━━━━━ INPUT RECORDS

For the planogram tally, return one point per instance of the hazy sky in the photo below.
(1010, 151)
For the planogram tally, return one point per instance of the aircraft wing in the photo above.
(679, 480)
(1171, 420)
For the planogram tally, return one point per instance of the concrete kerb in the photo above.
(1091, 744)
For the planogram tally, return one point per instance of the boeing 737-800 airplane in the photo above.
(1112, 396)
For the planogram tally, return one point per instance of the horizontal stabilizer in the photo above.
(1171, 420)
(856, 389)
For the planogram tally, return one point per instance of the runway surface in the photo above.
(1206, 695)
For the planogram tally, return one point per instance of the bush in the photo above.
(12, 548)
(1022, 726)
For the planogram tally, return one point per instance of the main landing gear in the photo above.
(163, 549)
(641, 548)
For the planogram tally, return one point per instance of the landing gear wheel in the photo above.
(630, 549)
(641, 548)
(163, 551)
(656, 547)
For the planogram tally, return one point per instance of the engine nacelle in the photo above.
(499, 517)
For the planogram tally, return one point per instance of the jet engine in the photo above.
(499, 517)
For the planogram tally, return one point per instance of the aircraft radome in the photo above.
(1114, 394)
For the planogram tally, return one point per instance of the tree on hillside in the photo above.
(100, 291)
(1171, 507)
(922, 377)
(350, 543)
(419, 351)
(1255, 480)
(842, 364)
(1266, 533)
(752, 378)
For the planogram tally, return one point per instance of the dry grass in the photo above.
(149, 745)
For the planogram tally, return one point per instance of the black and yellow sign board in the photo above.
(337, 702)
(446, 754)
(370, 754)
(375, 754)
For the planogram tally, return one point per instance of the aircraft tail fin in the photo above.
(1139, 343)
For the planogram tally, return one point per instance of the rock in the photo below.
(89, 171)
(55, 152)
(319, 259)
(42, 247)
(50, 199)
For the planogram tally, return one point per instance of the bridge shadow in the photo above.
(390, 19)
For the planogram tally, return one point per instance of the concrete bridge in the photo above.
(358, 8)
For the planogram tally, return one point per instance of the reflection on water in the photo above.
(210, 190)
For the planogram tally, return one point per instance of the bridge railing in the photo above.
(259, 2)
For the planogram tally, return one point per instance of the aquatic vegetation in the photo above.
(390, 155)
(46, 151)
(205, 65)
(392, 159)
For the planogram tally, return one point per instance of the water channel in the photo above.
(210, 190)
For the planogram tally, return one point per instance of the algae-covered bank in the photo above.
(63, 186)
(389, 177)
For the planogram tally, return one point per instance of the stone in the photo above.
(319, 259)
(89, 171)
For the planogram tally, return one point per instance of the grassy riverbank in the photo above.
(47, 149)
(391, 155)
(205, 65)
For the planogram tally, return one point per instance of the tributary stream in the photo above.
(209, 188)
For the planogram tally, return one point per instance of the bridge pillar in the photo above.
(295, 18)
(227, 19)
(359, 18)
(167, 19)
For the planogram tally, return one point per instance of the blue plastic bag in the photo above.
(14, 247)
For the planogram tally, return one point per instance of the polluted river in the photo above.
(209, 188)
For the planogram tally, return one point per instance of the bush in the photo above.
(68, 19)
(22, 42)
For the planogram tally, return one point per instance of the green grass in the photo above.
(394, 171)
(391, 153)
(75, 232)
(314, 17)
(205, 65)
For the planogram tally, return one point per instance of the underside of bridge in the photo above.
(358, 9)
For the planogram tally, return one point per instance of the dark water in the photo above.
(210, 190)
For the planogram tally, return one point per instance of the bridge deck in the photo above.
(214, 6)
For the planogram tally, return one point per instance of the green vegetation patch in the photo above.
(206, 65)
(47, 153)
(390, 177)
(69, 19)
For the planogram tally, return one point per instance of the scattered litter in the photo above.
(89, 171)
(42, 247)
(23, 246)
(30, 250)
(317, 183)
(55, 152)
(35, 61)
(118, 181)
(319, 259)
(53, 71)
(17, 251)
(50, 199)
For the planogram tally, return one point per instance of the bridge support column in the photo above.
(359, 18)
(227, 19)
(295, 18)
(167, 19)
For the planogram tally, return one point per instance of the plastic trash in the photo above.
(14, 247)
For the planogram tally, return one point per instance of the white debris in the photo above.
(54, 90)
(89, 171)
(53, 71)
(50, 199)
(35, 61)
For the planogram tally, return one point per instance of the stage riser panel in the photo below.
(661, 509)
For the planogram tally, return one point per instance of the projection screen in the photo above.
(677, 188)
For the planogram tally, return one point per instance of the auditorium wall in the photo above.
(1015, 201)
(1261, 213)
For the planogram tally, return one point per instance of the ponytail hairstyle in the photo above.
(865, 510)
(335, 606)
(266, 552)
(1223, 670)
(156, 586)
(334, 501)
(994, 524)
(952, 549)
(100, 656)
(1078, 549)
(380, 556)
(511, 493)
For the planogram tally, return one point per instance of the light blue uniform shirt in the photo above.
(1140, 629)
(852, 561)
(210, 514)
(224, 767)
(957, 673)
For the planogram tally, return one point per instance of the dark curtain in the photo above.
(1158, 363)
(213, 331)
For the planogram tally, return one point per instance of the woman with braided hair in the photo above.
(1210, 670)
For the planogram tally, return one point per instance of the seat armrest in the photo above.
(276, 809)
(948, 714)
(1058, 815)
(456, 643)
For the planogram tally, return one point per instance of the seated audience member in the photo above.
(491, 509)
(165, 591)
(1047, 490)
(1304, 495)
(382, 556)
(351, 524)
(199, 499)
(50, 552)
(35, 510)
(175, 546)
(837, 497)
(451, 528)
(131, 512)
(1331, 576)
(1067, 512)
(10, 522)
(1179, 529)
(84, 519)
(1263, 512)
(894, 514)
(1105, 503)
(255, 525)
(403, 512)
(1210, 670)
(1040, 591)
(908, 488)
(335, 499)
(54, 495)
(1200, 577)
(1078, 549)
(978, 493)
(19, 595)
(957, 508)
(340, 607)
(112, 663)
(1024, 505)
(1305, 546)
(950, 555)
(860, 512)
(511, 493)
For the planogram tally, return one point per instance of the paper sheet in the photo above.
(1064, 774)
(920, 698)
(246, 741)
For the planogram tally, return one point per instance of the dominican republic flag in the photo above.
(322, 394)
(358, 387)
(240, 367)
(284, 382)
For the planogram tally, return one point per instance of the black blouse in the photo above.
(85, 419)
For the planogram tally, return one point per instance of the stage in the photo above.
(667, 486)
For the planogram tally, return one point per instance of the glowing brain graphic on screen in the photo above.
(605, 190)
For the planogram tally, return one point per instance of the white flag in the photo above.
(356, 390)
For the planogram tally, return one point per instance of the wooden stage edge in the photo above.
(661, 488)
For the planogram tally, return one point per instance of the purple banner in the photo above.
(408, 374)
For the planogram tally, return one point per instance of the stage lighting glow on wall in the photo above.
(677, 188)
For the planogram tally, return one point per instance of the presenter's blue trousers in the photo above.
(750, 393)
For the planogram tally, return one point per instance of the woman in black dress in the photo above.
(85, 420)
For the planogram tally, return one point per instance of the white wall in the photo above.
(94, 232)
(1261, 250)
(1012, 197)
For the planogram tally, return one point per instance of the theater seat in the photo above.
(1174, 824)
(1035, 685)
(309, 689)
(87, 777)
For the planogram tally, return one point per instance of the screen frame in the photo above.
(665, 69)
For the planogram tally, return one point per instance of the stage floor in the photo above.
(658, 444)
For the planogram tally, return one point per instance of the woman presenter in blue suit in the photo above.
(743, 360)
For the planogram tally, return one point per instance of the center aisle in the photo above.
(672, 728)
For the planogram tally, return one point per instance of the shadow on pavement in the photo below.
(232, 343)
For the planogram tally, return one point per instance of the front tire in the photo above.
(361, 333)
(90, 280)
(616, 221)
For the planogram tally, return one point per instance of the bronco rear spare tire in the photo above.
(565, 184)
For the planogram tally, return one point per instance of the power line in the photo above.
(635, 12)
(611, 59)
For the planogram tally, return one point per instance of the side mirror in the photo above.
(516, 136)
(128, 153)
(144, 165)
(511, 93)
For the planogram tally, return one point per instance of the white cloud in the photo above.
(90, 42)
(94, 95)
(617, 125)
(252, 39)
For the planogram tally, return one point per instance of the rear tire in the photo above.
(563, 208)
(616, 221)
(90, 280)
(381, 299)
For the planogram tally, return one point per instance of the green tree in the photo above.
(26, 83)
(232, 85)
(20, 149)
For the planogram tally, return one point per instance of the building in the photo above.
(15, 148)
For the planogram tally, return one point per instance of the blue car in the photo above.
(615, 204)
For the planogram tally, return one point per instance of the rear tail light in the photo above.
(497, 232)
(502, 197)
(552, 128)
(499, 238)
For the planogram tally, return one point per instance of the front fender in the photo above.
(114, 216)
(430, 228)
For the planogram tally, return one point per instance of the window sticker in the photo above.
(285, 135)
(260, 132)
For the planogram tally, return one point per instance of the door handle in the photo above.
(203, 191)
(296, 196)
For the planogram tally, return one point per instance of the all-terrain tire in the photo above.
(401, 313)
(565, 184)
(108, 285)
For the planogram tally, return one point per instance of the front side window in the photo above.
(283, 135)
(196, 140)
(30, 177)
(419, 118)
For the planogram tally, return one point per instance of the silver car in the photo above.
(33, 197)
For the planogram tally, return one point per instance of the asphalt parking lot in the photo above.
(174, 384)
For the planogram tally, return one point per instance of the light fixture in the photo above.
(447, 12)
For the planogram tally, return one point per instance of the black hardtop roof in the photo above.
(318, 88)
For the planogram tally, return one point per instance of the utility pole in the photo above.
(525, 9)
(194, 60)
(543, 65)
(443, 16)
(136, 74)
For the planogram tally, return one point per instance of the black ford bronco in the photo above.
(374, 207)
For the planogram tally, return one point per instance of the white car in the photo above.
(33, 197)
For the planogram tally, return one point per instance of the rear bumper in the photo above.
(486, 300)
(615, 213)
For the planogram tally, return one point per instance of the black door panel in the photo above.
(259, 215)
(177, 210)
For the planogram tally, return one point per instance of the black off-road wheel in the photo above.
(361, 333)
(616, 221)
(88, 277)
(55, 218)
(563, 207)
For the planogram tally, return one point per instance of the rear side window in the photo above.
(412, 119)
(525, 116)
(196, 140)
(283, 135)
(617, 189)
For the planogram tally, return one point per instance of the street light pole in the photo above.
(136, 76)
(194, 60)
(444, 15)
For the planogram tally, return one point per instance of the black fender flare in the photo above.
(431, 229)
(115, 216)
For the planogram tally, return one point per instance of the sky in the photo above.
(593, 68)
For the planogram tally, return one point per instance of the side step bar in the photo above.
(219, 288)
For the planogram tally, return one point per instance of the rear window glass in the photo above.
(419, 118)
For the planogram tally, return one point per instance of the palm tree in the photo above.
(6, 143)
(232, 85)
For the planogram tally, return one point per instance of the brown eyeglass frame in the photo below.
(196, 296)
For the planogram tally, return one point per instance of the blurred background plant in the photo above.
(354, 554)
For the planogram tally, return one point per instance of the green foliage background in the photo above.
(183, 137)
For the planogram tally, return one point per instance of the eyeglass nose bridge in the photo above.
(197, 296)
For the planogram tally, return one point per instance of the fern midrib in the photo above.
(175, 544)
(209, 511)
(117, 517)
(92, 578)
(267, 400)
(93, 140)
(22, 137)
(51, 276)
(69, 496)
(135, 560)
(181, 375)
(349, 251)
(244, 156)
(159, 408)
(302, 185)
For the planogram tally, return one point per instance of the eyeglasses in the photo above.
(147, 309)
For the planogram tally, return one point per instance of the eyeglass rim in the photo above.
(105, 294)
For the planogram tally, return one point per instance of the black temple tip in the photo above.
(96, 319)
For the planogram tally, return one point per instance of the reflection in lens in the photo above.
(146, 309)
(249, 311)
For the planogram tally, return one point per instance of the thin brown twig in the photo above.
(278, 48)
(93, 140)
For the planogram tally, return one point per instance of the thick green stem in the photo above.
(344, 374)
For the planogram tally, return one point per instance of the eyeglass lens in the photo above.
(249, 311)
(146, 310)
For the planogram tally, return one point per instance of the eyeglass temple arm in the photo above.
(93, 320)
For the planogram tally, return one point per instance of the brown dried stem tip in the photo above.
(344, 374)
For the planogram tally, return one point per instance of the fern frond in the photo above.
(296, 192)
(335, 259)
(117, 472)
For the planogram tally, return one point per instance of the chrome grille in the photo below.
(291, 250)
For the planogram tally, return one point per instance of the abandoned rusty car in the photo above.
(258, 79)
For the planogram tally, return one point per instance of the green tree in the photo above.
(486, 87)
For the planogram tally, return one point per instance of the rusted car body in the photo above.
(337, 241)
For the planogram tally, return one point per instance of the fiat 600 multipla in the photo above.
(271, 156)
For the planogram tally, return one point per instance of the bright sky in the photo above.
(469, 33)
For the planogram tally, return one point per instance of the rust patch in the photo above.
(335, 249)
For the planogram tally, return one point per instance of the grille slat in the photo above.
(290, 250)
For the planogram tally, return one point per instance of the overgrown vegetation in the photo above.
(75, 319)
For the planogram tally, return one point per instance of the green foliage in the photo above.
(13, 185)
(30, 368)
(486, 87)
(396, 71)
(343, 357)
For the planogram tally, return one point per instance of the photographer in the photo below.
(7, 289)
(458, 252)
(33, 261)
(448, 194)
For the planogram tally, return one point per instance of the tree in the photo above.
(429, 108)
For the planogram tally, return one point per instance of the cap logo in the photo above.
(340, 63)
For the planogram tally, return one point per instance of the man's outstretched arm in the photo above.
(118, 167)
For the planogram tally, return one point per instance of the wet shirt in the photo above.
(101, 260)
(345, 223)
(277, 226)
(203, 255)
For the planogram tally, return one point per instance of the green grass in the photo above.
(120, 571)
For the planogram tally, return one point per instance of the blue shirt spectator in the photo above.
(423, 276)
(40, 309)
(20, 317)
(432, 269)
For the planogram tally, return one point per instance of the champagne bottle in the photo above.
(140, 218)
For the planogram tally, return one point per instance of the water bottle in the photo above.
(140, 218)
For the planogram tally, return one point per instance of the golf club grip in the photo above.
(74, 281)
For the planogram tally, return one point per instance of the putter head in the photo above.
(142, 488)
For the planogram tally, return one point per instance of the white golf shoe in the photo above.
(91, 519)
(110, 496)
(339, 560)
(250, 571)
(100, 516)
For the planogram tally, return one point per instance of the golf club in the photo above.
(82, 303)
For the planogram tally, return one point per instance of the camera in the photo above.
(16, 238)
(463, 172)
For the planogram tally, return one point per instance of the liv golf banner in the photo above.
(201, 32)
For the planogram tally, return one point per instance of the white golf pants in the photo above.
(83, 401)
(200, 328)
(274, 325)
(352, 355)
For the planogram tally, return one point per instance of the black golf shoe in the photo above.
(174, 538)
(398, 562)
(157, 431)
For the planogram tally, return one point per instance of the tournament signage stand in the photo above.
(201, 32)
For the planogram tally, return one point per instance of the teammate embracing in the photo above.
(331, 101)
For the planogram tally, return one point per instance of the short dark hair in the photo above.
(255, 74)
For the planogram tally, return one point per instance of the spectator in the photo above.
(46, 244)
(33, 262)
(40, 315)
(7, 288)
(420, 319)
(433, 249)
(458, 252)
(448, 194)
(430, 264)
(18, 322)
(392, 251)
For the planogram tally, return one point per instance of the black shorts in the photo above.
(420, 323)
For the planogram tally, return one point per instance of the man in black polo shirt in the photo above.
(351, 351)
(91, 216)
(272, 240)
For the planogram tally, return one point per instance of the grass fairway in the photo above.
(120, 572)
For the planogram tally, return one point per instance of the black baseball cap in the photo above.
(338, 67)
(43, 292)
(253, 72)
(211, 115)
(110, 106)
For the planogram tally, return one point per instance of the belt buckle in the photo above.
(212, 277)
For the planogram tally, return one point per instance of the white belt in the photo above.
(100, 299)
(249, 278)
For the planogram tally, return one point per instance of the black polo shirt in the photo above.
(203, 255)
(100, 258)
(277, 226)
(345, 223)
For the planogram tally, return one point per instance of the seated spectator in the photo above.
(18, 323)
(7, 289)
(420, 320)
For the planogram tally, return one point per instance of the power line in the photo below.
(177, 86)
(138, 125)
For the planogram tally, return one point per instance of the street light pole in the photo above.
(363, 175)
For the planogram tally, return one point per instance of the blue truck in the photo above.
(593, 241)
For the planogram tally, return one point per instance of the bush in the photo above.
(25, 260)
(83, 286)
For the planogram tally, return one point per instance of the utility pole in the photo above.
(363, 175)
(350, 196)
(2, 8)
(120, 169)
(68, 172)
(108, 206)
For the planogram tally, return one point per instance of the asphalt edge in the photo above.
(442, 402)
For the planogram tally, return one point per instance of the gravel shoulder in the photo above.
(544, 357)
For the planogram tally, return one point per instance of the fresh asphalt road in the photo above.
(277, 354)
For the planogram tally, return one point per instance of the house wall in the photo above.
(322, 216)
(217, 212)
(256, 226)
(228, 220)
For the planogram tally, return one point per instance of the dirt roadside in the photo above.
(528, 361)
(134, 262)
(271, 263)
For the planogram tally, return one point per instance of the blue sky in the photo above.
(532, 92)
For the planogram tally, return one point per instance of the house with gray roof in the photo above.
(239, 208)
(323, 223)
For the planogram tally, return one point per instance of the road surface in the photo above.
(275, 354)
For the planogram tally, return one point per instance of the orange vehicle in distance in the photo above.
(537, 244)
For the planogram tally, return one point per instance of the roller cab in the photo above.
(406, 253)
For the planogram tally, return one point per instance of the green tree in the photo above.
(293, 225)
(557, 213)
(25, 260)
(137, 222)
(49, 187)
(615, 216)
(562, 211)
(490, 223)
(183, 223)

━━━━━━━━━━

Lines from the one that contains "cab in the photo above." through the final line of the entries must be duplicated exactly, and no other lines.

For the planogram tally, return one point per instance of the roller cab in the photo above.
(406, 253)
For the planogram tally, return one point per instance of the green tree in the photo above.
(293, 225)
(557, 213)
(25, 260)
(137, 222)
(49, 187)
(615, 216)
(562, 211)
(490, 223)
(183, 223)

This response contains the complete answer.